The Roads/Network features in GeoDa is under development of branch dev1.9_osm

octocat

1. Basic Road/Network support in GeoDa

In this release (dev1.9_osm), the main purpose is to allow GeoDa to read/write, visualize and analyze road/network dataset. The Road/Network dataset is a collection of LineString or MultiLineString type spatial objects.

Please see ESRI doc for a definition of linestring and multilinestring

1.1 Load and visualize Road/Network dataset.

To load a road/network dataset, one just drag-n-drop related file to GeoDa. For example: one can drag and drop the Chicago_road.shp (Chicago’s road/network data downloaded from OpenStreetMap and in the format of ESRI shapefile, shown in the screenshot below) to GeoDa’s Connect to Datasource dialog.

Once you load the file in GeoDa, the roads/network will be rendered in a map window. With proper projection information (e.g. a .prj file), one can add a basemap layer (e.g. Carto light) and the road/network will be projected onto selected basemap layer.

All map operations (e.g. zoom, pan, select etc.), basic file operations (e.g. save, save-as, save-selected-as etc.), and table operations (e.g. spatial join, selection tool etc.) in GeoDa work on road/network data.

Exploratory analysis in GeoDa can be applied on road/network data with tabular data. GeoDa's brushing and linking provides an exploratory approach to analyze the road/network data. For example, one can create an unique value map using “highway” field in Chicago_road table data. Or, in the screenshot below, a percentile map is created using the "length" field in Manhattan’s roads dataset, and the roads with length <1% and 1%-10% are highlighted by shift-clicking on the legends <1% and 1%-10% on the left side of the map window.

1.2 Add a road/network dataset as a new layer & Spatial join

Road/Network dataset can be added as a new layer in GeoDa for visualization and analysis purpose. For example, by click the “+” button on the toolbar in a map window, one can add a road/network dataset. GeoDa will automatically project the road/network to the working layer (the first map/dataset loaded in GeoDa) if the projections are different bewteen the layers.

A working layer is the first map or dataset you loaded in GeoDa. It is called working layer, because only the tabular data of working layer can be used to do exploratory data analysis and spatial regression in GeoDa. All other layers loaded later in GeoDa are used for visualization and spatial join only.

octocat

For spatial analysis, one can add a road data and an area(polygon) data in GeoDa. The polygon data added as a second layer can be used as a reference layer for visualization purpose. Moreover, by applying spatial join on the two layers, one can compute (1) how many roads are in each area (e.g. zip code area), and (2) which road belongs to which area(polygon). The first is called "spatial counting" and the second is called "spatial assigning".

■ RECORD LIST:

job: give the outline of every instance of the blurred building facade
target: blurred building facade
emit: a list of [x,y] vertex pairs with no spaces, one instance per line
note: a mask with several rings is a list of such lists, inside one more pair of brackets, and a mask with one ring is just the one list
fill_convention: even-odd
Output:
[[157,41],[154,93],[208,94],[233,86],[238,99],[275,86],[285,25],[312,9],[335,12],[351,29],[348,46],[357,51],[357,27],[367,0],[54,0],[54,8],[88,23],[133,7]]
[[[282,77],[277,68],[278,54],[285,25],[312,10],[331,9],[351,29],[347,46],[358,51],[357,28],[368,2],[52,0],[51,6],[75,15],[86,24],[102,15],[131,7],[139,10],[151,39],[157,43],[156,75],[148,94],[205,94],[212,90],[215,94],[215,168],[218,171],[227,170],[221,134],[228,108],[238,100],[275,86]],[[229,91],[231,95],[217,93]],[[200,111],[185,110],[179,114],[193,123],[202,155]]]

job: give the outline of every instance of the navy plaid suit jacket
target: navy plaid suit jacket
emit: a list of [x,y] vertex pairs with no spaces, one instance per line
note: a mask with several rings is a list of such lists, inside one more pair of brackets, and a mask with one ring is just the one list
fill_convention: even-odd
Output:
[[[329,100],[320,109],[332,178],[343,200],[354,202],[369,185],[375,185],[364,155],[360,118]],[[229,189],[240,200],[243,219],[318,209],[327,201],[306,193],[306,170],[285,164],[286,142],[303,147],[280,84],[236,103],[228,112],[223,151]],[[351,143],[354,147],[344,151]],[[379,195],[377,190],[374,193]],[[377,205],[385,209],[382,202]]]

■ REQUIREMENT: Rewrite the passage of the GeoDa road/network text from "1. Basic Road/Network" up to and including "type spatial objects.", replacing "GeoDa" with "OpenGeoDa".

■ WRITTEN SOLUTION:
1. Basic Road/Network support in OpenGeoDa

In this release (dev1.9_osm), the main purpose is to allow OpenGeoDa to read/write, visualize and analyze road/network dataset. The Road/Network dataset is a collection of LineString or MultiLineString type spatial objects.